▶ **EXERCISE**
Find every line in the records below that contains the word "boot" and copy each of those lines, treating uppercase and lowercase letters as different.

>> start DATA SHOWN

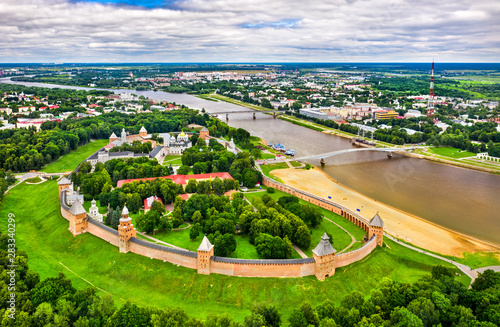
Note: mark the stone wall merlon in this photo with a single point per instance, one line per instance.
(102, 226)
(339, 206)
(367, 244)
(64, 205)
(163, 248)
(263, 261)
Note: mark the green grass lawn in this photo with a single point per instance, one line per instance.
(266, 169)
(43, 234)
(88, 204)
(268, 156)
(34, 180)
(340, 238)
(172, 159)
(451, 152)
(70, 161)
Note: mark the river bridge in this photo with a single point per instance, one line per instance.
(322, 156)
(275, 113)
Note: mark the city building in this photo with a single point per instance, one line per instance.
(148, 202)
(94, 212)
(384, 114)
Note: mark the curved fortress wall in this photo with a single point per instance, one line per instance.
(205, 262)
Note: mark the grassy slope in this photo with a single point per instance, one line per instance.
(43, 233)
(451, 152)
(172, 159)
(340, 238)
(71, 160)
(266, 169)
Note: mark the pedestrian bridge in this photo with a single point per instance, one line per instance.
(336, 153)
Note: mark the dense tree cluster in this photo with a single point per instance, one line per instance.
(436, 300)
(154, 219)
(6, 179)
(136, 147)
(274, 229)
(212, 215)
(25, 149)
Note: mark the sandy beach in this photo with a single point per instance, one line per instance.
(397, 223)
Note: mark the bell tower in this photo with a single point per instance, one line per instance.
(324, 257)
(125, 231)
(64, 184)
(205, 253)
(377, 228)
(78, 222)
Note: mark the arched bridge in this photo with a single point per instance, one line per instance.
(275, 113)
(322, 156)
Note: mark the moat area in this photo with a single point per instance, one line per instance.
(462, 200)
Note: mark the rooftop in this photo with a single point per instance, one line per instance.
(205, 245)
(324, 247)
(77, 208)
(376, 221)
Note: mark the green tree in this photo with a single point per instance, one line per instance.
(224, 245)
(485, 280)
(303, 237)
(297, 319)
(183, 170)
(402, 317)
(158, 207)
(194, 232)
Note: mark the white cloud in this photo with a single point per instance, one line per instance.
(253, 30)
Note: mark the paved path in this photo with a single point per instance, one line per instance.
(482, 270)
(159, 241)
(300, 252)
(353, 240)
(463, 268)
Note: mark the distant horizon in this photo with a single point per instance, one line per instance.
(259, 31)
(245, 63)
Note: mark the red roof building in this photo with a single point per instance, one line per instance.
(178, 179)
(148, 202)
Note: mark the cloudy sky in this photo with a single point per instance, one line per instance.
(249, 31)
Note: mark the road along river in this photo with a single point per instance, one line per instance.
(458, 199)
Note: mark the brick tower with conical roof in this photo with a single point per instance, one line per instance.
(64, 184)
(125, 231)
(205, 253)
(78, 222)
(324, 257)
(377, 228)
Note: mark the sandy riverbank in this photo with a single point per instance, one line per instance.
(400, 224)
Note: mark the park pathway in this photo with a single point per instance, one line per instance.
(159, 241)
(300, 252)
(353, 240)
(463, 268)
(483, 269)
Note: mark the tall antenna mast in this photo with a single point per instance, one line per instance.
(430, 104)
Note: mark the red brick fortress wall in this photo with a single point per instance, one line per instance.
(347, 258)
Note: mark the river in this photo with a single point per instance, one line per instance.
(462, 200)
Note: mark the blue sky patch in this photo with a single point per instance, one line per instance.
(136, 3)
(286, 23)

>> end DATA SHOWN
>> start DATA SHOWN

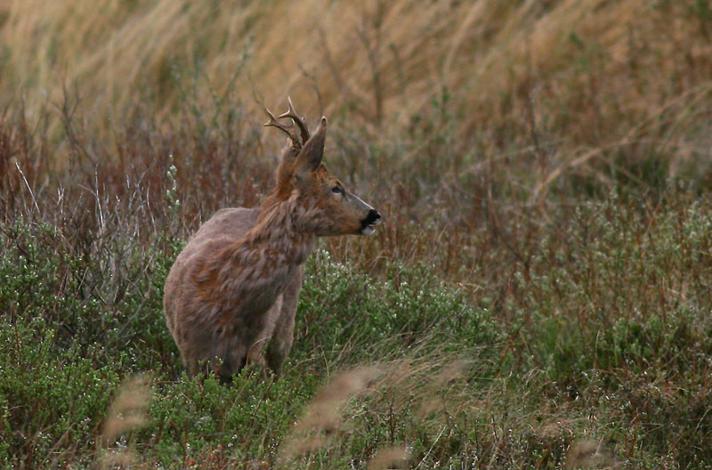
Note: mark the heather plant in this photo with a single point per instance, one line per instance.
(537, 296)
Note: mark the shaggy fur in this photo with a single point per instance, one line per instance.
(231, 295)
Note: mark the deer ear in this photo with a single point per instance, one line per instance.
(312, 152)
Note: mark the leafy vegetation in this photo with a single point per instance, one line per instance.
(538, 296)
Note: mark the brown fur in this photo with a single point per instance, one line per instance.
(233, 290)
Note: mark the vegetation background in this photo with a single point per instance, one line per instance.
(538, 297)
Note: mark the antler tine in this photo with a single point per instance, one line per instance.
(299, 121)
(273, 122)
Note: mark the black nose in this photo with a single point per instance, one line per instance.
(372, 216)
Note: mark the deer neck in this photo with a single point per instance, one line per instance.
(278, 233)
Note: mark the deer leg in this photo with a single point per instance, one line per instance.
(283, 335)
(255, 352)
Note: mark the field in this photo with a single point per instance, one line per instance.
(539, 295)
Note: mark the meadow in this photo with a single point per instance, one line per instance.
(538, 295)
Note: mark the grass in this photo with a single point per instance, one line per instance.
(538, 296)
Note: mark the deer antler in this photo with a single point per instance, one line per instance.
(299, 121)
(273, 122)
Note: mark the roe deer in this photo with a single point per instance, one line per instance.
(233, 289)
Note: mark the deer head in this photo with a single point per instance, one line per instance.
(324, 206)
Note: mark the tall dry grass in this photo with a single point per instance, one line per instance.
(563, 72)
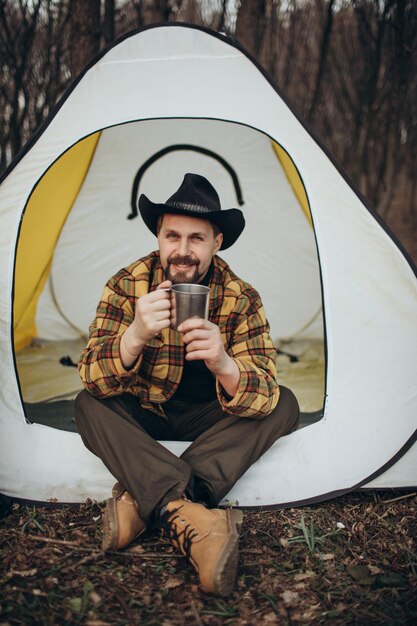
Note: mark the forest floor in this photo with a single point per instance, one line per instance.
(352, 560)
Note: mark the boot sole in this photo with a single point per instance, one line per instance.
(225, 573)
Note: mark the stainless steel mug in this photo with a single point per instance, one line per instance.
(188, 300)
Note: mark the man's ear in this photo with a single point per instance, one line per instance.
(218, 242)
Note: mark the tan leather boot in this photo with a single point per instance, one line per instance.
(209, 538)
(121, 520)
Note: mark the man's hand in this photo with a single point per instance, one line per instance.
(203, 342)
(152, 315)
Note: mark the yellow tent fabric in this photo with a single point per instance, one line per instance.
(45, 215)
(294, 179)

>> end DATA SHOWN
>> start DATA SHOWN

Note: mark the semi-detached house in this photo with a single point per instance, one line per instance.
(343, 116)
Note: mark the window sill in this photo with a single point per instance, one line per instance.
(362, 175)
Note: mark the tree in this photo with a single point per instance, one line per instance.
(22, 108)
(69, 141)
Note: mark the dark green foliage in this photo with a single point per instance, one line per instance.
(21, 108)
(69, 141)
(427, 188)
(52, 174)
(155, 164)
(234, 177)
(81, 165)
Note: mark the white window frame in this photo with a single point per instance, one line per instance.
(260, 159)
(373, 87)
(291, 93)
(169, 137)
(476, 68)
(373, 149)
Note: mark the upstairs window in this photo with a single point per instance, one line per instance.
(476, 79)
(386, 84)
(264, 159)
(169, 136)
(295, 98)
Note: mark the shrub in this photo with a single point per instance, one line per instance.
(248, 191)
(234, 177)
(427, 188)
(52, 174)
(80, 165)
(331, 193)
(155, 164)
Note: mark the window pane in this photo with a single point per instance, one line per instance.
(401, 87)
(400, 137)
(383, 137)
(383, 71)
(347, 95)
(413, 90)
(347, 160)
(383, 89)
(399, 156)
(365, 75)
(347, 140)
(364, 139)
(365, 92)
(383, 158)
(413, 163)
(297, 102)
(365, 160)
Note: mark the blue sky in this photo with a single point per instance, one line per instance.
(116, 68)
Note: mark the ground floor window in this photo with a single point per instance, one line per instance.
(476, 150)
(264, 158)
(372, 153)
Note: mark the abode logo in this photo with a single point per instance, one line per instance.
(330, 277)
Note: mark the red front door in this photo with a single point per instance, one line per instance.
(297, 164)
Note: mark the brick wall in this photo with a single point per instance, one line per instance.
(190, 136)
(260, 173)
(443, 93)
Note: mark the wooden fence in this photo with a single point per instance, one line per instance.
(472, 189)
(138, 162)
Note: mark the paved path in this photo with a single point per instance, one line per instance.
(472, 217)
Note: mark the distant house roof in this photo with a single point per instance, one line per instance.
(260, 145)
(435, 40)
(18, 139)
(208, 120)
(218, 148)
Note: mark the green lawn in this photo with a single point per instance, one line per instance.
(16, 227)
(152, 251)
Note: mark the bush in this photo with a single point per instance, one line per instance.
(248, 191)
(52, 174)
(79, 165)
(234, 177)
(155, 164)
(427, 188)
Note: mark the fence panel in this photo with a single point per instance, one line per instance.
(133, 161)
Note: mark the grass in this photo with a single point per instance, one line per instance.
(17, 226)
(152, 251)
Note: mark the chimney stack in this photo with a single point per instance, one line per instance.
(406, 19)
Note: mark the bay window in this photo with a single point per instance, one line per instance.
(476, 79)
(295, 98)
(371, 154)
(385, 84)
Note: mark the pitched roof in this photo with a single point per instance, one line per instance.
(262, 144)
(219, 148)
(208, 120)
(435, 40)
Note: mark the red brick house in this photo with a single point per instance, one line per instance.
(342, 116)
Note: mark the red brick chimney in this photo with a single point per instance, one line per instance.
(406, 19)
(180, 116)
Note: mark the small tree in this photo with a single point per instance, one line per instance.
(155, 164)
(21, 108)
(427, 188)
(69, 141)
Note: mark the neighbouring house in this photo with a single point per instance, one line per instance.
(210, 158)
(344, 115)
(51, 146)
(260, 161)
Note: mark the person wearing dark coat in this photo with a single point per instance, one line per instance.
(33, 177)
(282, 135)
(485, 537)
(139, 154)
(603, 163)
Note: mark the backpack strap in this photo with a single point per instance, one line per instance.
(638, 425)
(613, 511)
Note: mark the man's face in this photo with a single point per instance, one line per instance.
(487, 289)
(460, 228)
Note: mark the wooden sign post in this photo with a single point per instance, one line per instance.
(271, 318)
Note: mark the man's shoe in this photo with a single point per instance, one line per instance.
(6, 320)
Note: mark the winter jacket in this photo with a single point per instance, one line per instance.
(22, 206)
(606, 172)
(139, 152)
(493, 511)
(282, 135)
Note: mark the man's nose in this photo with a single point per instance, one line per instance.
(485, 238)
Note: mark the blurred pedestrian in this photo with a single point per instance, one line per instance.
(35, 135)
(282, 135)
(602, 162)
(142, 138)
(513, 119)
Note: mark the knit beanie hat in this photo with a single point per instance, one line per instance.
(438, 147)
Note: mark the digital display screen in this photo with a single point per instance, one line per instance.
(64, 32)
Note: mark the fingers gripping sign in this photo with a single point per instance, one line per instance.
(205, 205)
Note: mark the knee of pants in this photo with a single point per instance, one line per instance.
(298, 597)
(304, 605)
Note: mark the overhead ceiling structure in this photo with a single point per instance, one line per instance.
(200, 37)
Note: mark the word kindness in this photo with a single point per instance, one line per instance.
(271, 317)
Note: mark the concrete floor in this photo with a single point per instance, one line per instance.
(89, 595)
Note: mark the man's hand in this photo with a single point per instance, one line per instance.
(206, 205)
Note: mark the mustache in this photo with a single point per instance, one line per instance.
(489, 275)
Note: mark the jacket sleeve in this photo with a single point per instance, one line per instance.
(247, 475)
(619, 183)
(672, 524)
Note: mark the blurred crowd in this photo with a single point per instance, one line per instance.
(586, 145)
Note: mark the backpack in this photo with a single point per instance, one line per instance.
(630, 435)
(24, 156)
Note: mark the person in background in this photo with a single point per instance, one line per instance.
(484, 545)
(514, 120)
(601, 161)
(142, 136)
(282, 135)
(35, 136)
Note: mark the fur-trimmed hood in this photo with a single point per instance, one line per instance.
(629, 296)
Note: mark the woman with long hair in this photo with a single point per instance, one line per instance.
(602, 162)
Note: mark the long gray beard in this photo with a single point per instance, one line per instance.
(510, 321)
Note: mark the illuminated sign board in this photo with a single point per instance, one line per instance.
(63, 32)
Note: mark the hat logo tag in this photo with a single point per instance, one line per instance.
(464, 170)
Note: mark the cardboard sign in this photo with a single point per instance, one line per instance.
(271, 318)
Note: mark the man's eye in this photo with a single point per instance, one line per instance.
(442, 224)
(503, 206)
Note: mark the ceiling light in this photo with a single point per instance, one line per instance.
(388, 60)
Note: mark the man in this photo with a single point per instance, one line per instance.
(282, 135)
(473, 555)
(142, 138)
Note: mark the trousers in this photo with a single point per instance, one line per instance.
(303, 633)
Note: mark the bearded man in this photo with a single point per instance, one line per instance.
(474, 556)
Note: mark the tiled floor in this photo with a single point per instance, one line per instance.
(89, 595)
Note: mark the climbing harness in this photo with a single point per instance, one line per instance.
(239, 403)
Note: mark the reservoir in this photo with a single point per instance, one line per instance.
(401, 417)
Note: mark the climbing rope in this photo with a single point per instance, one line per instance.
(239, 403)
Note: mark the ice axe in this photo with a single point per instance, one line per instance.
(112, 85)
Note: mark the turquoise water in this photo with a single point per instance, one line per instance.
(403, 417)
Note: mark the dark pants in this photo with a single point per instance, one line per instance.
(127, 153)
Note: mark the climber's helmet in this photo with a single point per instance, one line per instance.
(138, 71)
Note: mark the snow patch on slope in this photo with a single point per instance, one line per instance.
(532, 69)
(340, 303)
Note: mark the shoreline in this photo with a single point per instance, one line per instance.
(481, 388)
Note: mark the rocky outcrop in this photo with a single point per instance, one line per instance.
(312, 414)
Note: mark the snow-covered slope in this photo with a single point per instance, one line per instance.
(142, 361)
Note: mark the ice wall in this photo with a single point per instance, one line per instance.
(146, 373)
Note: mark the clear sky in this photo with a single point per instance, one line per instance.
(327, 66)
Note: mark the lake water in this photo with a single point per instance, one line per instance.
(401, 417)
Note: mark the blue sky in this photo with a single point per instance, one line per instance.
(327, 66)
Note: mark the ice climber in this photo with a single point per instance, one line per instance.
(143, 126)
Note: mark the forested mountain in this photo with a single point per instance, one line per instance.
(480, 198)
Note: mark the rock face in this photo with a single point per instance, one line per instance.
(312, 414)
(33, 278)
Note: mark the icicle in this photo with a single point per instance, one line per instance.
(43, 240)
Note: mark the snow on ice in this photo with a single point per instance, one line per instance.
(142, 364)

>> end DATA SHOWN

▶ **RESPONSE**
Note: mark the boot sole in this photo with a single point per instance, one line per instance.
Note: mark the tan leather boot in this photo with a single point per instance, one line per instance.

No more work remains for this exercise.